* EXERCISE DETAILS: Show each line in the records below that contains the word "this".

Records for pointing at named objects
= = = = = = =
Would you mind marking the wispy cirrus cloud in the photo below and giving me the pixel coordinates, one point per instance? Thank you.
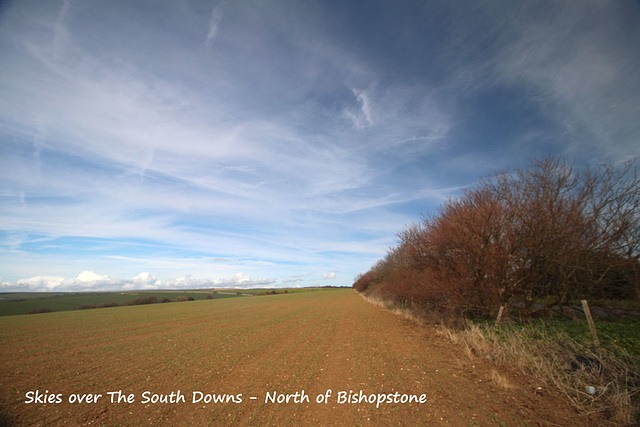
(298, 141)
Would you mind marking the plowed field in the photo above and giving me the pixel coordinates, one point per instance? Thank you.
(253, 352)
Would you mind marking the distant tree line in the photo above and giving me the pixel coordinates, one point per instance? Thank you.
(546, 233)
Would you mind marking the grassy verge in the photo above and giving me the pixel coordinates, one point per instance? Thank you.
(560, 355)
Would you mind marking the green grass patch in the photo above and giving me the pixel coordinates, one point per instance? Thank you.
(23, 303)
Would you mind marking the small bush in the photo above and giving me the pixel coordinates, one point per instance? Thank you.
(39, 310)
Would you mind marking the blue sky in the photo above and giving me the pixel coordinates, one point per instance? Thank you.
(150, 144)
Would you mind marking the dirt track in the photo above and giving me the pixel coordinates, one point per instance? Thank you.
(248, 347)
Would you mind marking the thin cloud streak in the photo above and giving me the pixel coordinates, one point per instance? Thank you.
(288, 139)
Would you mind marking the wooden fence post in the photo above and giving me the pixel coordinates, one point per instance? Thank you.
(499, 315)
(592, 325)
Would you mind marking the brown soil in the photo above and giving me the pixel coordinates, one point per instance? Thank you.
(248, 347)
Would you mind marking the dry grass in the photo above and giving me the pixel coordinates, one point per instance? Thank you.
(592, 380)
= = = = = = =
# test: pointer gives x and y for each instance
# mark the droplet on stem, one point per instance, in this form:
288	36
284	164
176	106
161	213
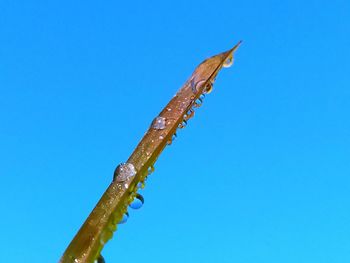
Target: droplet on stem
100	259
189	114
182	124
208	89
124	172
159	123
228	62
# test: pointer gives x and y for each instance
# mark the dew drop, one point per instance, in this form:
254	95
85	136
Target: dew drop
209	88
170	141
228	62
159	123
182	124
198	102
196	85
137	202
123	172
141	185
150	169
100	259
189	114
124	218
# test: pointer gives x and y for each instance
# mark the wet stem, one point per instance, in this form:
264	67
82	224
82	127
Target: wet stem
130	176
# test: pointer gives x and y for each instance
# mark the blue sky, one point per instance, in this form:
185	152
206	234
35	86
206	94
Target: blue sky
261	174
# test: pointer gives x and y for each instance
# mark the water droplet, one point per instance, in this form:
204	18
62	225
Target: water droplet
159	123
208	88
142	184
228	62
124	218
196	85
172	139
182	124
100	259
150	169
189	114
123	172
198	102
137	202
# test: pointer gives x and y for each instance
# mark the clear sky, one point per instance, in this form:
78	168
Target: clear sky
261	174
= = = = = = =
* OUTPUT OF THE TASK:
# mark the droplet on stem, one point per instance, in this form:
# mark the dew drop, one point per instance, in this form:
# mark the wet stem, one point per instance, in this form:
# mark the blue sky, one point per instance, in this form:
# mark the water droplet, one point per instance, in this form:
# mark the clear sky, one point per instance, in this form:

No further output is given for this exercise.